## TASK DETAILS
Retype every record exactly. Leave the pictures out.

------------------------------------------------------------

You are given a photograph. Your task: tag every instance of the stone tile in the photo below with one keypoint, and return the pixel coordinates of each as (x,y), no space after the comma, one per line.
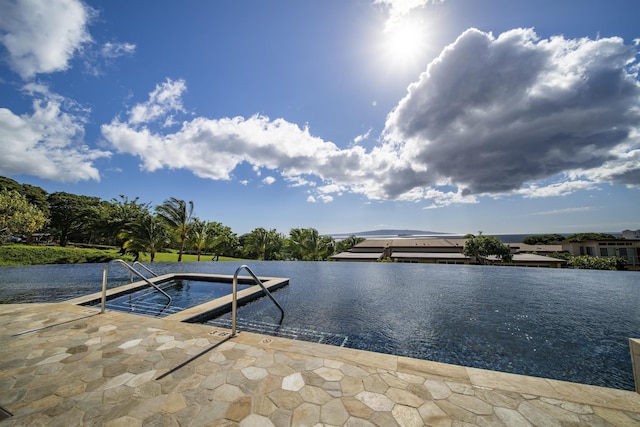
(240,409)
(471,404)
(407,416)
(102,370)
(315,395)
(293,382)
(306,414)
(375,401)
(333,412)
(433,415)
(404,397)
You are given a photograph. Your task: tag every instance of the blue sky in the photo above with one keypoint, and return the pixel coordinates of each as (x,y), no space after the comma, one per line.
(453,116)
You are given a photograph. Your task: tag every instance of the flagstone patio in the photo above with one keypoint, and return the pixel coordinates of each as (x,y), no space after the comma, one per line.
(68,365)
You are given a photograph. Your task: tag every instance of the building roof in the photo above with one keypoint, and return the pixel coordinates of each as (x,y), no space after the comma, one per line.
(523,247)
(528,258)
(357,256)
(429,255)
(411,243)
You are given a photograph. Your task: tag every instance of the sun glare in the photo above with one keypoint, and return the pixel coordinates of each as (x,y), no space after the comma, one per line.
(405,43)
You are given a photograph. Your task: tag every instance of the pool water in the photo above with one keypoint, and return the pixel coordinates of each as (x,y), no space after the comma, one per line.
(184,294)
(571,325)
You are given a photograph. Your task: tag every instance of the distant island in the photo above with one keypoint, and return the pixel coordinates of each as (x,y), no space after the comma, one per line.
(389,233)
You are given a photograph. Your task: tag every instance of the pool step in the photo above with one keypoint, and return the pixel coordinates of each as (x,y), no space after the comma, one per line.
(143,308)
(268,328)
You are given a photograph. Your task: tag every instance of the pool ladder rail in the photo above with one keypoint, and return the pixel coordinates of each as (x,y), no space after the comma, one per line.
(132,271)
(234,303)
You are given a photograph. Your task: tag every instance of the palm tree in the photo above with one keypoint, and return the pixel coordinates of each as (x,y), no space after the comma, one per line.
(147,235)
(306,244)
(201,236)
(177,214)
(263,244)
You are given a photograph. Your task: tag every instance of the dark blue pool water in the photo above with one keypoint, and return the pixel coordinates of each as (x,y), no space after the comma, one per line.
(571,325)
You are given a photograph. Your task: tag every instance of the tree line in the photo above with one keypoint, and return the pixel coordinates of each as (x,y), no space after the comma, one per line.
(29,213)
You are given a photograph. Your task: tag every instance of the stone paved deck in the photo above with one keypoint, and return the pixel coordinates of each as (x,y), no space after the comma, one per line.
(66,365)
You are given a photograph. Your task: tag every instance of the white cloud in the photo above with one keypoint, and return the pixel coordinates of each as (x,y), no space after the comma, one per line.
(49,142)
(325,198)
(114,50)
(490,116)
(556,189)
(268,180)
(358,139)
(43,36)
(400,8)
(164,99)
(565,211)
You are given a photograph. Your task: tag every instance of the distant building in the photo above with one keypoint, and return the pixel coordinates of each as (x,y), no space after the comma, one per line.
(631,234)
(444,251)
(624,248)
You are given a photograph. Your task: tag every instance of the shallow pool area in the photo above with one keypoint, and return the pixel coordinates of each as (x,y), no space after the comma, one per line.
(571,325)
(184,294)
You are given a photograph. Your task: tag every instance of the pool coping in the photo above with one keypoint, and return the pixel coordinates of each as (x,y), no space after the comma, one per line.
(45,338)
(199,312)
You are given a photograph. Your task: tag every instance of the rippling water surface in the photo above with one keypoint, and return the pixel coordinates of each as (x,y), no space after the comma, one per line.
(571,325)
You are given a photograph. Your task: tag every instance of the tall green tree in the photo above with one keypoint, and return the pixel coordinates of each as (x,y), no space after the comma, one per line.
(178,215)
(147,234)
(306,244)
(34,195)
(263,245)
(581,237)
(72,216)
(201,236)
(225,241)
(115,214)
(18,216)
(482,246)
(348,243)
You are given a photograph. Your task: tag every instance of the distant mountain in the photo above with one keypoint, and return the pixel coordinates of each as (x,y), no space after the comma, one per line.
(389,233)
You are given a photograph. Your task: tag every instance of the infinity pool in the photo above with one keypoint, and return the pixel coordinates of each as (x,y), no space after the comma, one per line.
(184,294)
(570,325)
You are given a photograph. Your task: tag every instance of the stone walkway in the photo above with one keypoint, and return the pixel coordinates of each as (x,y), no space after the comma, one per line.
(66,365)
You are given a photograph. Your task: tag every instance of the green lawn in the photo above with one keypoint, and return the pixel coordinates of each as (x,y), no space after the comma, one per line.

------------------------------------------------------------

## SOLUTION TO THE EXERCISE
You are given a photograph. Your task: tag every instance of the stone tile in the photo below with one keypoint, and return the pixel coordinates of each as (x,y), no space after the comma, one per line.
(240,409)
(471,404)
(407,416)
(102,370)
(315,395)
(293,382)
(306,414)
(375,401)
(333,412)
(433,415)
(404,397)
You are given a photograph. Your task: tag every instance of the blue sky in the photo above with one keypoint, and return the pixel coordinates of each as (x,y), no space after the comma, one per line.
(453,116)
You are given a photograph. Your task: tag every instance of the flagstone patio in the photo above with one keypoint, and return the pixel coordinates of each as (x,y), no space after the comma, one per line.
(68,365)
You are given a photograph. Your task: tag every instance of the building roof in the photo above with one keypoint, and return the pixel coordinates of each as (x,y), no space after the comma, one per line.
(523,247)
(528,258)
(357,256)
(429,255)
(411,243)
You are given a photograph. Your task: tag every instance of the sun glare in the photo above with one keypoint, and return the pixel coordinates of each as (x,y), no space after the comma, one per line.
(405,43)
You are given a photograph. Your task: tag every instance of the pool water in the photo above with one keypoint, and return the pixel coordinates of each as (x,y), no space after the comma, one per line.
(184,294)
(571,325)
You are given a photograph. Your task: tag every instance of the distant island in the photo above with one keypoint, and return the pixel coordinates of each as (x,y), no space after the comma, one per line.
(389,233)
You are given a photograph. Your task: tag every instance of the pool step in the photo above with one keypoint, and return the pixel coordinates of each as (x,y), no space after the comma, one per line.
(143,308)
(268,328)
You are given a photograph. Your task: tag every instance of the pool ladder rail in the photo above with one keypoint, and return the pixel coordinates of each as (x,y), no space after the comma, one per line.
(132,271)
(234,303)
You are given a photograph. Your task: tag every instance of the palm tree in the photo above with one keypoint, and return the pixel coordinates of each as (x,y), no space after the comma, one per line.
(147,235)
(306,244)
(201,236)
(177,214)
(263,244)
You are given a photograph. Your task: tag every instance of the dark blue pool water in the photo above with one keypoint, and return the pixel coordinates of each as (x,y), no space after the comma, one per line.
(571,325)
You are given a photograph. Your task: tag every instance of the tree line in the photo above with one keypoint, and return the pixel coordinates of each as (x,y), no space after the comma, one per line.
(29,213)
You are given a photograph. Your task: tag every instance of the stone paved deck in the photo above with one keypoint, and return the pixel coordinates of each as (x,y), no space after the comma, one per line.
(66,365)
You are given a photograph. Your task: tag every instance of the white cloud in the photo above with one keypoint, and return the pixel coordinates of each as (x,y), no space after the comma, one per line.
(49,142)
(325,198)
(114,50)
(490,116)
(556,189)
(268,180)
(358,139)
(43,36)
(400,8)
(164,99)
(565,211)
You are given a photograph. Your task: tag every instance of the distant building in the photo above with one keypoint, and return the pixel coordinates of each as (x,y), no space after the comma, one per line.
(631,234)
(444,251)
(624,248)
You are given a photograph. Your task: tag every instance of the shallow pool area in the photo above with one keypoint, and return the pixel coordinates of each as (x,y), no space after the comma, one per line.
(571,325)
(184,294)
You are given a photograph. Your task: tag every instance of the pool coping in the photo above with one keypoint, and return the pixel coordinates of each as (x,y), no space after the comma, one per line.
(45,338)
(199,312)
You are given a photograph. Your task: tag every instance of the rippling water surface in the photo above with one keypoint, and return the pixel coordinates of each as (x,y), no space after the comma, one per line.
(571,325)
You are given a photograph. Your task: tag every instance of the tall green tree in the photo above with one keypoint, and return the pixel coordinates of each as (x,y), no space after the comma, one per line.
(178,215)
(147,234)
(306,244)
(34,195)
(263,245)
(581,237)
(72,216)
(201,236)
(225,241)
(115,214)
(18,216)
(482,246)
(348,243)
You are given a photograph. Your task: tag every instance of the distant mountain in the photo above with one keypoint, and return the pixel coordinates of each as (x,y), no space after the comma, one per line.
(389,233)
You are given a photograph. Your task: tag every instance of the infinity pool in the photo above with one keypoint, and return the pixel coordinates of each as (x,y), no space after the comma, one per line.
(184,294)
(570,325)
You are given a photograph. Your task: tag every instance of the stone walkway in the photo above with one keypoint, and return the pixel coordinates of each as (x,y), no space after the comma, one per line.
(66,365)
You are given a photograph. Your task: tag every instance of the green lawn in the photo above with one keypoint, and return the pixel coordinates of each as (x,y), no space after the comma, one per line.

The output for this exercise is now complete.